ARBEITSAUFTRAG - Führe den Bericht über die Mädchenschule Goldenstein im Anschluss an seinen letzten Satz weiter.

QUELLENAUSZUG -
/---

Es braucht nicht viel Fantasie, um an Harry Potters Zauberschule Hogwarts zu denken, wenn am frühen Morgen Nebelschwaden von der nahegelegenen Salzach heraufziehen und an den Türmen von Schloss Goldenstein hängenbleiben. Geht man in der Schule über knarrende Holzstufen durchs Schloss nach oben, kommt man sich ein bisschen vor wie aus der Zeit gefallen. Und aus der Zeit gefallen scheint manchen wohl auch das Konzept: Die katholische Neue Mittelschule Goldenstein mit ihren rund 180 Schülerinnen ist eine der letzten reinen Mädchenschulen, die es in Österreich noch gibt.

Mit den schlechten Pisa-Ergebnissen der Mädchen in Mathematik und Naturwissenschaften sind diese Konzepte aber wieder in den Blick geraten. Mathematiker Rudolf Taschner hat für die betreffenden Fächer Mädchenklassen vorgeschlagen. Bildungsministerin Sonja Hammerschmid (SPÖ) lehnt das ab. In der Forschung ist das nicht unumstritten. Monoedukativer Unterricht könne sinnvoll sein, sagen die einen. Mädchenklassen seien heikel, weil sie suggerieren würden, es gebe zwei Sorten von Menschen, sagen die anderen.

An den öffentlichen Schulen ist die Koedukation seit 1975 gesetzlich verankert. Und auch die privaten Schulen mit geschlechtergetrenntem Unterricht werden stetig weniger. Viele haben in den vergangenen Jahren auf gemischtes Lernen umgestellt. Neben Goldenstein gibt es nur noch eine gute Handvoll Standorte, an denen Mädchen allein unterrichtet werden, unter anderem katholische Schulen in Vorarlberg und Tirol und jüdische in Wien.

Welche Vorteile hat es, wenn Mädchen allein lernen? In Goldenstein ist der Tenor ziemlich klar: die Disziplin. „Bei uns ist es leise, wir müssen nicht alle drei Minuten den Unterricht unterbrechen, um jemanden zurechtzuweisen. Daher kommen wir auch mit dem Stoff weiter“, sagt Schulleiter Wolfgang Brudl, der 2004 Schwester Regina abgelöst hat, eine der drei verbliebenen Augustiner Chorfrauen, die im Habit im Kloster unterwegs sind. „Horchen Sie einmal hin“, sagt Brudl. „Wir haben dünne Wände – aber es ist ganz ruhig.“


Mädchen trauen sich. Ruhig ist es auch im modernen Zubau neben dem pittoresken Schlösschen. Kaum hat Brudl die Tür zum Physiksaal geöffnet, sind die 25 Mädchen der 4a aber schon aufgestanden und begrüßen ihn singend: „Grüß Gott, Herr Direktor Brudl“. In kleinen Gruppen beschäftigen sie sich damit, wie Strom entsteht. Die aktuellsten Pisa-Ergebnisse würden sie darin bestärken, ihre Schülerinnen möglichst oft selbst erarbeiten zu lassen, wie Physik funktioniert, sagt Lehrerin Anita Schwaighofer. Ein Vorteil der Mädchenschule sei vielleicht, dass sich Mädchen mehr zu sagen trauen, wenn keine Buben dabei sind, meint sie.

\---

Datenzeilen
/---

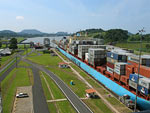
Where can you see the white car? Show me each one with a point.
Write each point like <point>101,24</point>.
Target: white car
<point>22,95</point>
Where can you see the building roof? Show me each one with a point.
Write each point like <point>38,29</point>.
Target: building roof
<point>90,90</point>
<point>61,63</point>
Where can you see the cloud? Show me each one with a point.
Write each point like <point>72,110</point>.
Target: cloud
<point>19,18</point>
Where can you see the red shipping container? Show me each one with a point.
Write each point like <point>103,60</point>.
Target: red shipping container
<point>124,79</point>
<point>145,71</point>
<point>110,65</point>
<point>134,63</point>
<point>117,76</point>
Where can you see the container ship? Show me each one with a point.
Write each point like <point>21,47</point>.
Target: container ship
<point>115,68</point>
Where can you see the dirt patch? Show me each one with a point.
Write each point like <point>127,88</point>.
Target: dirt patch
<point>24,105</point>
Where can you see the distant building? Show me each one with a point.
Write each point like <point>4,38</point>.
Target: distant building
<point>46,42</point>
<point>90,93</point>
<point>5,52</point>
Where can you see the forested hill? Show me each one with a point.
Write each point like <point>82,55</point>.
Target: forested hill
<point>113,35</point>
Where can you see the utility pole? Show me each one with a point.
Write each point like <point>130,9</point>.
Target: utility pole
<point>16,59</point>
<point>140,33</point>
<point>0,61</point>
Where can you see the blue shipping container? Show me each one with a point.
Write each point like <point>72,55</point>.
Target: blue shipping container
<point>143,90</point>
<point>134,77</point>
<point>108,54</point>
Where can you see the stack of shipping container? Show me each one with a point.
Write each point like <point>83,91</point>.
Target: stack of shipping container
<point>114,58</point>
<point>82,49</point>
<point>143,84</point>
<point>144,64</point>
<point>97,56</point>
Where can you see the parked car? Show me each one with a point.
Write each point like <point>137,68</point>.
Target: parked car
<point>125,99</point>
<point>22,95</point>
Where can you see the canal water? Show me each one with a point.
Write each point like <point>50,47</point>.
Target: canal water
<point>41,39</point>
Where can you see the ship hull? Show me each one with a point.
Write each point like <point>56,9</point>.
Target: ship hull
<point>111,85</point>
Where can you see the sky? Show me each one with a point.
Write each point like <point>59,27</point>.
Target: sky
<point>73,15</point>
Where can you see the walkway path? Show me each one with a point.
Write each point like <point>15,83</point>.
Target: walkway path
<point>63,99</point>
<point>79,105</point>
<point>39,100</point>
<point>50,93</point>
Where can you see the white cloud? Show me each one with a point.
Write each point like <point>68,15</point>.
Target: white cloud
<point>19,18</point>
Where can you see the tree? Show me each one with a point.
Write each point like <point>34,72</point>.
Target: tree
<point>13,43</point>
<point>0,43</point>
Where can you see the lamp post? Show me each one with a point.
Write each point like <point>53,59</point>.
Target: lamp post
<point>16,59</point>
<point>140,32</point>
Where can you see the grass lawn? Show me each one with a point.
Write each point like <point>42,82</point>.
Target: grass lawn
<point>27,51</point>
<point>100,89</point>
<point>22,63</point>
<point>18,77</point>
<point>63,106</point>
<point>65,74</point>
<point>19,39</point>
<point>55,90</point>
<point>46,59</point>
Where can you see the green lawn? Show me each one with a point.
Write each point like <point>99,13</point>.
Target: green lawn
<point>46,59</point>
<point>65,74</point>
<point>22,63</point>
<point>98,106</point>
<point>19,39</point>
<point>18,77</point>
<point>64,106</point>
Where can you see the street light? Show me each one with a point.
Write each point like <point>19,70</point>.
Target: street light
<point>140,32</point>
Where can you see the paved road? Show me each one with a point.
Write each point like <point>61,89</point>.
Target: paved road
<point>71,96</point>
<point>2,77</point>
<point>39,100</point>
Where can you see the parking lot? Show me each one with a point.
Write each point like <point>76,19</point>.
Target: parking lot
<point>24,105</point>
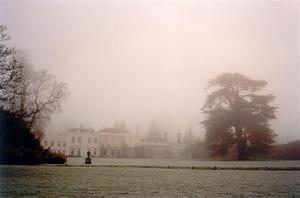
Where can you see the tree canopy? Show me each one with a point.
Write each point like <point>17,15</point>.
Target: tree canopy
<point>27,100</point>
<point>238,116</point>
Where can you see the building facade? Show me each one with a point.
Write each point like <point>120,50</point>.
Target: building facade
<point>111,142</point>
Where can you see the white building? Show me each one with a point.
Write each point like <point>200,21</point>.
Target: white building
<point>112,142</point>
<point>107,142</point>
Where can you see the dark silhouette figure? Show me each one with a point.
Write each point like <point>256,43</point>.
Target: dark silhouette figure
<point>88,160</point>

\---

ÜBUNGSERGEBNIS -
Mädchen trauen sich mehr, wenn sie unter sich sind: Das ist auch der Tenor unter den Lehrerinnen im Konferenzzimmer, die vor allem die freundliche, positive Atmosphäre der Schule betonen. „Sonst sind gerade in diesem Alter oft die Buben dominierend“, sagt eine Kollegin. „Wenn viele Störenfriede in der Klasse sind, halten sich manche Mädchen vielleicht eher zurück, weil sie sonst als Streberinnen ausgelacht werden“, sagt eine andere. „Das gibt es bei uns in Goldenstein nicht.“ Dafür kämen vielleicht etwas mehr klassische Mädchenkonflikte vor. Und die Tränen würden wohl schneller fließen, wenn keine Burschen dabei sind.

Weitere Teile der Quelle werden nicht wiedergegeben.